Required work. Reproduce each of the items below word for word, leaving out the pictures.

Dataset extract.
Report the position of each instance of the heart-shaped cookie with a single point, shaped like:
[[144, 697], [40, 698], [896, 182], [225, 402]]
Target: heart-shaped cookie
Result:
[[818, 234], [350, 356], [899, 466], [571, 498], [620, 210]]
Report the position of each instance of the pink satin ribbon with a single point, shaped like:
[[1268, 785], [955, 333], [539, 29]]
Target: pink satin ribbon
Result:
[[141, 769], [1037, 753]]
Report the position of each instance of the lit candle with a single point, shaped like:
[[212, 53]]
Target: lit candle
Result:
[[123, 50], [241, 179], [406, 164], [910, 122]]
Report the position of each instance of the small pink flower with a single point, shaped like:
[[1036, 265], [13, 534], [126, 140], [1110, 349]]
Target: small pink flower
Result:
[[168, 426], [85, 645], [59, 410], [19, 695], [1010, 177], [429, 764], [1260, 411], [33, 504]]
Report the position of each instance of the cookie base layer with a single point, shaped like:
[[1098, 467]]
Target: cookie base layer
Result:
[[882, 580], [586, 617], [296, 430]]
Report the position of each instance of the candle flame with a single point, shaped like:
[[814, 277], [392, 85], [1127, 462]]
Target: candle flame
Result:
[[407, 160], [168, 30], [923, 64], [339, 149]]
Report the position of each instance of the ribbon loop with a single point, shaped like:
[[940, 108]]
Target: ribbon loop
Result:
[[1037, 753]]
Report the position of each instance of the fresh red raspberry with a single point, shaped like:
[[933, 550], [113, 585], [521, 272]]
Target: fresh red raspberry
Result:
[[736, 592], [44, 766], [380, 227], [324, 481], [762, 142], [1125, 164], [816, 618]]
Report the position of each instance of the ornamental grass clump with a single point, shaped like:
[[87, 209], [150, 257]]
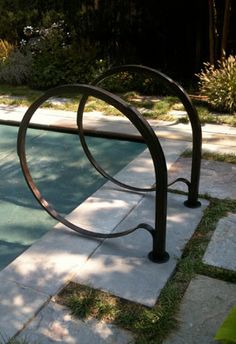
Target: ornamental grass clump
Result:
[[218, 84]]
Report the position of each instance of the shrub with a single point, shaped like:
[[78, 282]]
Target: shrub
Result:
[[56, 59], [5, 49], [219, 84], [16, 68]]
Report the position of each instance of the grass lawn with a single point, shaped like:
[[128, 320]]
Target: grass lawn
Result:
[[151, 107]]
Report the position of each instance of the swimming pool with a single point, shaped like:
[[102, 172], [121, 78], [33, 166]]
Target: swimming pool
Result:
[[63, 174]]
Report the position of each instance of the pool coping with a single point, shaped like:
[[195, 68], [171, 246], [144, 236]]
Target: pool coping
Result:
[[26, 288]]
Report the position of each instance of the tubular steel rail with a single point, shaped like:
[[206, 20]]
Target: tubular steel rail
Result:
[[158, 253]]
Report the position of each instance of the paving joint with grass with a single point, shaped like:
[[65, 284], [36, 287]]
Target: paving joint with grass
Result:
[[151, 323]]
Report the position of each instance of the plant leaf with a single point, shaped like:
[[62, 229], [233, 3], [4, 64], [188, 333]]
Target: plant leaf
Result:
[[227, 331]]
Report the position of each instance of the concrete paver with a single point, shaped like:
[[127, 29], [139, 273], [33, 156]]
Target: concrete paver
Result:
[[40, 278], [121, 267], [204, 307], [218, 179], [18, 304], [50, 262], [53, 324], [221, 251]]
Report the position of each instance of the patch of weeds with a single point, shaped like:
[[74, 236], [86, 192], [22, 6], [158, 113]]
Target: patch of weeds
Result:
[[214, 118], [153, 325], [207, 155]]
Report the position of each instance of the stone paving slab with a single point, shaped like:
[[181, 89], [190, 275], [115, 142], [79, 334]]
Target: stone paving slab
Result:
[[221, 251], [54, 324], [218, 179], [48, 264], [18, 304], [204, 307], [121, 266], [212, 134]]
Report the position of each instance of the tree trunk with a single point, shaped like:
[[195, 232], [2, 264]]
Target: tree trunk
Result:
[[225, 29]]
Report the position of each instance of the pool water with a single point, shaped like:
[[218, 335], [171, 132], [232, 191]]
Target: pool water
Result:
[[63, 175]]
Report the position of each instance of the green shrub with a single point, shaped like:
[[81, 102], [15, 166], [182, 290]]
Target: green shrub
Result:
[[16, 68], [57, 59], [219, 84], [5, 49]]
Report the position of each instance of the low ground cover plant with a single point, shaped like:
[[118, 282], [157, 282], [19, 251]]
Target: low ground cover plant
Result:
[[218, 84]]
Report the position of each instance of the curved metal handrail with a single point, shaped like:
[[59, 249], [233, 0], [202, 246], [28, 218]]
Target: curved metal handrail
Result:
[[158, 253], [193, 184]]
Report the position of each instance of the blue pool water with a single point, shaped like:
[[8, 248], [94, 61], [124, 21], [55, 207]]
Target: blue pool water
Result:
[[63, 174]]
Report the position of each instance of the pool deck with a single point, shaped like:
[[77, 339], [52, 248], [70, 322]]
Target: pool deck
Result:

Written answer.
Report the position of each instance of the heart-shaped cookie with a single point, shaped like:
[[144, 697], [40, 698], [896, 182], [225, 402]]
Target: heart-shaped cookie
Result:
[[818, 234], [350, 356], [899, 466], [571, 498], [620, 210]]
Report the position of each instance of the pink satin ribbon with a single point, shaped like:
[[1268, 785], [955, 333], [539, 29]]
Target: pink satin ribbon
Result:
[[141, 769], [1037, 753]]
Report the position of each instance of the lit candle with a single point, shaped like:
[[212, 53]]
Target: lit candle
Result:
[[123, 50], [241, 179], [406, 164], [910, 122]]
Report the position of each instance of the small pink flower with a single point, shaped like:
[[1036, 265], [13, 534], [126, 140], [1110, 349]]
Target: small pink flower
Result:
[[168, 426], [85, 645], [59, 410], [19, 695], [1010, 177], [429, 764], [1260, 411], [33, 504]]
Report the position of each instance of the cookie base layer with a single point, shaped like:
[[1098, 467]]
Target: cookie base layer
Result:
[[882, 580], [586, 617], [296, 430]]
Report the position of each instance of the candle flame with a single point, shaped like:
[[814, 277], [392, 85], [1127, 462]]
Target: candle flame
Result:
[[407, 160], [168, 30], [923, 64], [339, 149]]
Report the position of each instance of the ribbon loop with a single point, shaped like:
[[940, 108]]
Target: ribbon loop
Result:
[[1037, 753]]
Report the position of each instance of the fresh red raspberry with a single point, shaped like:
[[933, 550], [113, 585], [521, 272]]
Target: fresh red raspberry
Result:
[[736, 592], [44, 766], [380, 227], [324, 481], [762, 142], [1125, 164], [816, 618]]
Report the position of each instance of the ornamental grass clump with a single point, shaped like:
[[87, 209], [150, 257]]
Target: ornamental grass clump
Result:
[[218, 84]]
Report the position of each instance of the shrub with a single point, shaped like:
[[78, 282]]
Target: shrub
Result:
[[56, 59], [5, 49], [219, 84], [16, 68]]
Report the position of each instance of the grass lawn with a single point, shaped like:
[[128, 320]]
Target: grass lawn
Result:
[[151, 107]]
Report the position of each instance of the swimming pool with a single point, shaped like:
[[102, 172], [121, 78], [33, 166]]
Target: swimming pool
Result:
[[63, 174]]
Report the position of each instance of the pool coping with a single point, shaped like:
[[195, 68], [171, 246], [144, 236]]
Target: pool coping
Result:
[[26, 288]]
Report the position of each instance of the tubular steel rail with a single point, shaped like:
[[206, 20]]
Target: tubular steel rail
Result:
[[158, 253]]
Report the position of each instance of the paving joint with grass with a single point, shaped like:
[[65, 284], [36, 287]]
Target: paving joint with grass
Result:
[[151, 323]]
Report the position of each instance of the plant leaf with a single point, shaped like:
[[62, 229], [233, 3], [4, 64], [188, 333]]
Target: plant leaf
Result:
[[227, 331]]
Report the position of each instance of the concrete paver with a single point, shaped like:
[[127, 29], [139, 273], [33, 156]]
Target: concrete paver
Result:
[[40, 278], [121, 267], [204, 307], [218, 179], [18, 304], [50, 262], [53, 324], [221, 251]]
Report the position of each instance of the patch of weeds with a single point, shaped like:
[[74, 236], [86, 192], [22, 6], [158, 113]]
Target: patch of weeds
Result:
[[214, 118], [153, 325], [207, 155]]
Report the position of each instance of the stone paving slab with a single point, shaped like:
[[181, 89], [190, 275], [115, 142], [79, 334]]
Target: stone paving slab
Result:
[[221, 251], [54, 324], [218, 179], [48, 264], [18, 304], [204, 307], [121, 266], [212, 134]]
Report the position of each instance of the tree trunk with a single point, shaped like:
[[195, 232], [2, 264]]
Target: tree trunk
Result:
[[225, 29]]
Report the position of each instance of the pool water with a single point, shaped like:
[[218, 335], [171, 132], [232, 191]]
Target: pool water
Result:
[[63, 175]]
Report the position of each instance of the green shrub with a single point, shaped like:
[[81, 102], [15, 166], [182, 290]]
Target: green shrub
Result:
[[16, 68], [57, 59], [219, 84], [5, 49]]
Report the position of each instance of the low ground cover plant with a single point, shaped like:
[[118, 282], [157, 282], [19, 251]]
Target: low ground cover plant
Result:
[[218, 84]]
Report the position of each instance of the curved metal handrail with a single point, shaped like:
[[59, 249], [233, 0], [202, 246], [28, 218]]
Target: curved metal handrail
Result:
[[158, 253], [193, 184]]
Report the position of each instance of the blue pool water with a single point, shaped like:
[[8, 248], [94, 61], [124, 21], [55, 207]]
Target: blue pool water
Result:
[[63, 174]]
Report the position of each instance of the pool deck with a single point, shaped like:
[[77, 339], [52, 248], [70, 322]]
Target: pool deck
Result:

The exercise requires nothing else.